* **DIRECTION**
Leaving out the pictures, transcribe all of the records faithfully.

----------------

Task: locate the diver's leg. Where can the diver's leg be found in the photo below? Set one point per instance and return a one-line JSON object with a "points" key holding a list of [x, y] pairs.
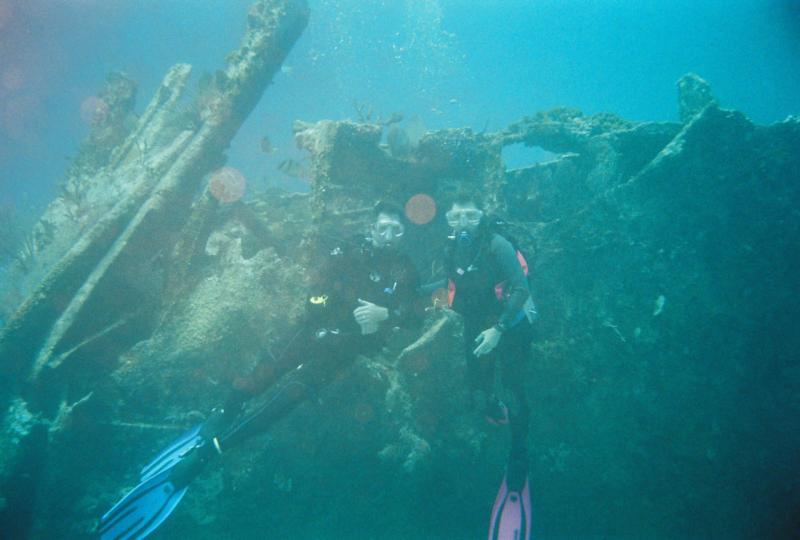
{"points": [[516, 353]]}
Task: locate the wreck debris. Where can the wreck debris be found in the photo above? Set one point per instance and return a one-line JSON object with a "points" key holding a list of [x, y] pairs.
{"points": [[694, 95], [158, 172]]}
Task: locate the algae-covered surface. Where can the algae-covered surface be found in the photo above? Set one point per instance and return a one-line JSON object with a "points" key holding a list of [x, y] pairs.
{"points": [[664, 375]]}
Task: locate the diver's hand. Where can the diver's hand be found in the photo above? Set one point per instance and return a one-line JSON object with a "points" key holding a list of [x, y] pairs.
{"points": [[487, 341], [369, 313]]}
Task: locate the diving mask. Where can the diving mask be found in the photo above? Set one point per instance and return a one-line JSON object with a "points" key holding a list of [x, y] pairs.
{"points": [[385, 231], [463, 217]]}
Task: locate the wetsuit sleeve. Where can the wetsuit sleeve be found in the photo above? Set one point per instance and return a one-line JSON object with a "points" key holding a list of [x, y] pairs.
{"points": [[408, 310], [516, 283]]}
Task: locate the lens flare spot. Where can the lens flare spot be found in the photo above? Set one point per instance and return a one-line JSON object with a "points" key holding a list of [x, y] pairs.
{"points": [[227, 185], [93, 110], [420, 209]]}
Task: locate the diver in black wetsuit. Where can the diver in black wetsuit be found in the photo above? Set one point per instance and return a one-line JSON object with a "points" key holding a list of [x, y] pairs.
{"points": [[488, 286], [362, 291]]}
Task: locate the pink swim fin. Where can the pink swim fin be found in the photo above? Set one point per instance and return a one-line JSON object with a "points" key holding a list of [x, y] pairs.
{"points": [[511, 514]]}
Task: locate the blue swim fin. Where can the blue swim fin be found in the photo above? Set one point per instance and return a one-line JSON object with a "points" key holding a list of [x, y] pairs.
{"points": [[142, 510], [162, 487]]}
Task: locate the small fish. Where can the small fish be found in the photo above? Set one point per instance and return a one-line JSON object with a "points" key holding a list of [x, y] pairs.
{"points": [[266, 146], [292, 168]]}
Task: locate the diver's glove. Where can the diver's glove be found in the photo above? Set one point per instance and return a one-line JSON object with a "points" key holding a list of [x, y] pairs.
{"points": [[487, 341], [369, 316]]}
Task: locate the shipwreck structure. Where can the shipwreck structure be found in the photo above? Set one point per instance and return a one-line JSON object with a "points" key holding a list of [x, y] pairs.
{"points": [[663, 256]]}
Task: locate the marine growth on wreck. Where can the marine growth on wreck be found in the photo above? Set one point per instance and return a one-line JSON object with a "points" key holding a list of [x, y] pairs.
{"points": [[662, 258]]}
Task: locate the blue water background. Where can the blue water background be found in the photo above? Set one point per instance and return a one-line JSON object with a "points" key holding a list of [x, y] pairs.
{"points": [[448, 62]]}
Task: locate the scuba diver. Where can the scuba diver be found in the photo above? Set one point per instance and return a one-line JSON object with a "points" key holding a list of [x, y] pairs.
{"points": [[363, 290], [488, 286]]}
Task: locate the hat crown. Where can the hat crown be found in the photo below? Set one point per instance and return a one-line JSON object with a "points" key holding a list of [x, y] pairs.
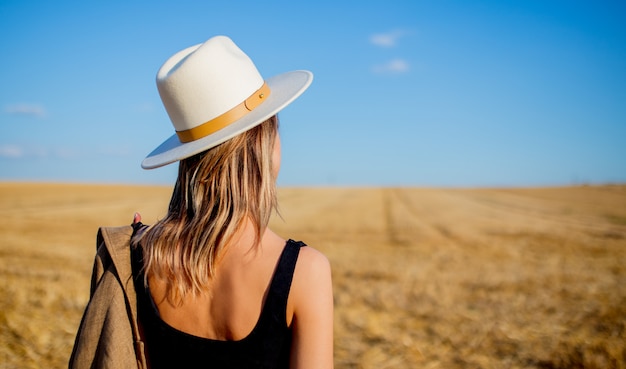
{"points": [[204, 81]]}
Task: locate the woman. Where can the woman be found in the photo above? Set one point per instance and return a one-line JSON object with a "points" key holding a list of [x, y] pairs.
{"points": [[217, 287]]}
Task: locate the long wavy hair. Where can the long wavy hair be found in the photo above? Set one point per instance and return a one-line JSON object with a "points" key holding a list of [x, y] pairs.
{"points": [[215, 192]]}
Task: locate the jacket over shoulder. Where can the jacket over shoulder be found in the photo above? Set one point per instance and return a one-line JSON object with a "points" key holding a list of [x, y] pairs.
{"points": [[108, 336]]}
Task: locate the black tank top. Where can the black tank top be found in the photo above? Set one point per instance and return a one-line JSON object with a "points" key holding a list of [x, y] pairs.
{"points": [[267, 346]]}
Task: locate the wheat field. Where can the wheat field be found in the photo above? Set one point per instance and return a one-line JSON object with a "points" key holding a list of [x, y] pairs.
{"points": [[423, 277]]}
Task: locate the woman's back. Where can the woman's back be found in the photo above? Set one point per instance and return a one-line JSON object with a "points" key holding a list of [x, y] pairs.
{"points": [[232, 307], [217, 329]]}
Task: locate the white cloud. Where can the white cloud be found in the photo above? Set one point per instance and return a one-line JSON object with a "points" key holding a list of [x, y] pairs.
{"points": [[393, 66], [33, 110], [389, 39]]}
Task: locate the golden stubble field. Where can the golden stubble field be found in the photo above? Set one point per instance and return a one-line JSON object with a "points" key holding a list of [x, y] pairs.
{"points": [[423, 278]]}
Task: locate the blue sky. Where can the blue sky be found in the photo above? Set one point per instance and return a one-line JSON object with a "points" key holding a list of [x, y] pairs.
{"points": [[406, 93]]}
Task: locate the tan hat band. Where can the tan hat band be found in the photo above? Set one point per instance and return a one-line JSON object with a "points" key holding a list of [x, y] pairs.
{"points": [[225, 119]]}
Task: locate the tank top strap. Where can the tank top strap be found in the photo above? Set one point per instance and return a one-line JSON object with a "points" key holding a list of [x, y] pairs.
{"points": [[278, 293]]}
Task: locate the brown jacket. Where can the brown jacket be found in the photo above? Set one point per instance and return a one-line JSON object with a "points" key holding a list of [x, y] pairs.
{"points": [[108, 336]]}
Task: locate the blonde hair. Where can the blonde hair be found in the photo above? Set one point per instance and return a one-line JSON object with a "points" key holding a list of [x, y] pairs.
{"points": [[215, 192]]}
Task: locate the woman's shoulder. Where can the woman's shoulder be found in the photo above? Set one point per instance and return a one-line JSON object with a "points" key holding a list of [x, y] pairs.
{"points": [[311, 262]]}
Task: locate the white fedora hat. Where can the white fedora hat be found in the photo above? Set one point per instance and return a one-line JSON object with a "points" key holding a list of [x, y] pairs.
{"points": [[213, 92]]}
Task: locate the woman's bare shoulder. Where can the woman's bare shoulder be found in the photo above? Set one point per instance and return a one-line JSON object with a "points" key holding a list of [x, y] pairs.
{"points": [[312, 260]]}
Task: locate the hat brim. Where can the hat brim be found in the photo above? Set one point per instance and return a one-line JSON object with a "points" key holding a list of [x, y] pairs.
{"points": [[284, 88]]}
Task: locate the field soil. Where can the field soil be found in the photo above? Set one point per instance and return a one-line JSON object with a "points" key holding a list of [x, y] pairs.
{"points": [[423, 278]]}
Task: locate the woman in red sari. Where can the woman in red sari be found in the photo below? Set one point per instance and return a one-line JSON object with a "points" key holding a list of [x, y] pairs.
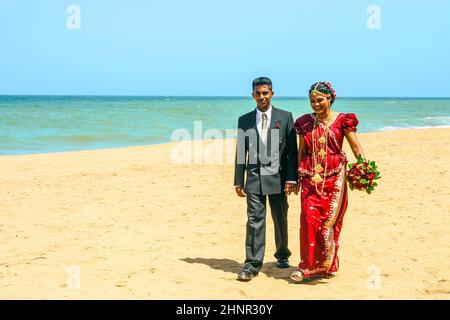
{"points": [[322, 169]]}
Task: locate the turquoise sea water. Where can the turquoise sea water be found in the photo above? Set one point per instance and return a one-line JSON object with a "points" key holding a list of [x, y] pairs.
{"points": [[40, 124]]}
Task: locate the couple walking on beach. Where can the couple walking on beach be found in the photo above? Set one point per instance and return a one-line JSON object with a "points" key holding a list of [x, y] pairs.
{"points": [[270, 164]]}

----------------

* **THE REPLY**
Task: locate the diver's leg. Where can the diver's leg be found in the photo below? Set one point per instance and return a one-line JSON object with a "points" key holding a list of [x, y] pairs.
{"points": [[516, 353]]}
Task: locate the wreck debris. Where can the wreck debris be found in the photo above? Set one point per instance and return a one-line JSON object with a "points" key holding a list of [x, y] pairs.
{"points": [[694, 95], [158, 172]]}
Task: locate the algae-covered surface. Where can the algae-covered surface be found in the photo above? Set one point per instance and return a one-line JSON object with a "points" key holding a list of [x, y] pairs.
{"points": [[664, 375]]}
Task: locate the diver's hand. Where can the diver's hand be found in the photo above? Set one point per instance and return a one-line JSON object with a "points" key holding a list of [x, y] pairs.
{"points": [[487, 341], [369, 313]]}
Task: locate the diving mask. Where can the diving mask be found in the photo above? Set one point per instance and return a one-line JSON object with a "points" key holding a list of [x, y] pairs.
{"points": [[385, 231], [463, 217]]}
Task: locate the wetsuit sleeve. Where can the wetsuit sleeve be found in the photo above? Set one point per instance and return a one-line JSON object with a "points" key holding a list of [x, y] pairs.
{"points": [[408, 310], [516, 283]]}
Task: locate the lens flare spot. Where can the lens flare spot be found in the photo above? Set one point per instance and return a one-line JSON object with a "points" key holding a list of [x, y] pairs.
{"points": [[227, 185], [93, 110], [420, 209]]}
Task: locate the diver in black wetsuit. Where can the diver in black wetsuit be found in the photo above? Set one point per instance and return a one-line JSON object with a "points" key holding a list of [x, y] pairs.
{"points": [[488, 286], [362, 291]]}
Task: locate the pink swim fin. Where can the pink swim fin be found in the photo above? Set one point per instance and return a one-line JSON object with a "points" key holding a list of [x, y] pairs.
{"points": [[511, 514]]}
Task: locate the blue swim fin. Where can the blue swim fin be found in the photo above? Set one point per instance and return a one-line JSON object with a "points" key holding a list of [x, y] pairs.
{"points": [[142, 510], [162, 487]]}
Task: locate the small fish. Where can the small fish be found in the photo above? Set one point per instance and return a one-line JSON object with a "points" key holding a list of [x, y] pairs.
{"points": [[266, 146], [292, 168]]}
Task: locate the diver's glove. Where can the diver's glove be found in the photo above? Set one point per instance and return a one-line JSON object with a "points" key holding a list of [x, y] pairs.
{"points": [[487, 341], [369, 316]]}
Task: locate the shipwreck structure. Where can the shipwreck structure be found in the photo above? Set one point per instance and return a one-line JSON object with a "points" key holding a list of [x, y] pairs.
{"points": [[663, 256]]}
Task: locate the marine growth on wreck. Where can the marine growth on wreck be found in the photo above? Set one point per instance and return a one-line JSON object with a "points" key holding a list of [x, y] pairs.
{"points": [[662, 258]]}
Task: locate the blue water background. Where can the blue water background be found in the photo above? Set one point per instance and return a one-line JSON object with a "points" key holding a list of [x, y] pairs.
{"points": [[448, 62]]}
Task: locate the scuba diver. Where can the scuba diver be found in the photo above? Set one point per instance and return a one-line JSON object with a "points" key holding a list of [x, y] pairs.
{"points": [[363, 290], [488, 286]]}
Task: locate the hat crown. Where can the hat crown be found in the photo below? Set one point per instance and return a one-line JSON object with a "points" key holding a list of [x, y] pairs.
{"points": [[204, 81]]}
Task: locate the woman. Where can the woman be found in the photo above? Set one point per instance and return a one-line JSON object with a "points" key holding a list of [x, y] pairs.
{"points": [[217, 287]]}
Task: locate the long wavy hair. Where can the long wavy hair be found in the photo above? Set one point per instance and return a one-line JSON object with a "points" key holding a list of [x, y] pairs.
{"points": [[215, 192]]}
Task: locate the jacket over shoulder. Where can the jacket over shoulder be found in the photo above? Set one point per instance and return a one-line JSON object with a "points" key holding a list of [x, y] pairs.
{"points": [[108, 336]]}
Task: locate the black tank top. Where can the black tank top be found in the photo above? Set one point per instance and return a one-line JSON object with a "points" key holding a list of [x, y] pairs.
{"points": [[267, 346]]}
Task: locate the wheat field. Where can the wheat field be found in the photo above? Set one point per instance and return a one-line JSON object with a "points" key holding a list of [x, y] pairs.
{"points": [[423, 277]]}
Task: locate the woman's back. Where can the woman's back be found in the photo above? Set one point per instance and return a one-line JSON object with a "points" key holding a list of [x, y] pairs.
{"points": [[232, 307], [217, 329]]}
Task: locate the white cloud. Where can the white cloud be found in the photo above? Set one point per instance and return a one-line JSON object with a "points" key holding a list of [x, y] pairs.
{"points": [[393, 66], [33, 110], [389, 39]]}
Task: locate the golden stubble field. Where can the golden stubble field be found in the photo above? Set one point per instance and return a one-line JSON object with a "points" key holding a list of [x, y] pairs.
{"points": [[423, 278]]}
Task: locate the blue sky. Where can the blue sky be found in the photo above? Set one point per instance and return a one-line JSON object with a "points" key holding a list of [x, y] pairs.
{"points": [[406, 93]]}
Task: locate the tan hat band. Where can the tan hat band be found in the photo above? Set one point per instance and return a one-line JSON object with a "points" key holding a list of [x, y] pairs.
{"points": [[225, 119]]}
Task: locate the tank top strap. Where can the tank top strap be found in the photo above? Set one point per instance and return a one-line JSON object with a "points" key holding a list of [x, y] pairs.
{"points": [[278, 293]]}
Task: locate the brown jacket. Where can the brown jacket be found in the photo above? Set one point per instance and return a one-line JSON object with a "points" key holding a list of [x, y] pairs.
{"points": [[108, 336]]}
Task: locate the blonde hair. Where can the blonde hair be found in the photo above? Set one point per instance and return a one-line JSON object with a "points" key holding a list of [x, y] pairs.
{"points": [[215, 192]]}
Task: locate the woman's shoulder. Where can the woman's shoulder be found in the photo above? Set one point per instance and return a one-line JSON object with a "points" key holding a list of [x, y] pairs.
{"points": [[311, 262]]}
Task: locate the white fedora hat. Where can the white fedora hat be found in the photo above? Set one point per instance and return a one-line JSON object with a "points" key holding a list of [x, y] pairs.
{"points": [[213, 92]]}
Task: locate the woman's bare shoulder. Where can the woman's bare shoulder be found in the photo above? Set one point per instance and return a one-line JSON object with a "points" key holding a list of [x, y] pairs.
{"points": [[312, 260]]}
Task: locate the hat brim. Where can the hat brim be found in the photo above? Set one point per instance and return a one-line JSON object with a "points" key holding a list of [x, y] pairs.
{"points": [[284, 88]]}
Task: locate the field soil. Where can the field soil be found in the photo above? Set one point per instance and return a one-line JSON object with a "points" key holding a list of [x, y] pairs.
{"points": [[423, 278]]}
Task: locate the woman in red sari. Where can the woman in red sari be found in the photo below? Set one point per instance and return a one-line JSON object with a "points" key holding a list of [x, y] pairs.
{"points": [[322, 169]]}
Task: locate the turquoise sea water. Where can the turquoise sea water be found in the photo above? Set one point per instance and return a one-line JSON object with a "points" key holding a list of [x, y] pairs.
{"points": [[40, 124]]}
Task: locate the couple walking on beach. Where can the couple walking on beach be found in the photo above? Set one point per instance and return a one-line JSON object with a "points" key holding a list of [x, y] pairs.
{"points": [[270, 164]]}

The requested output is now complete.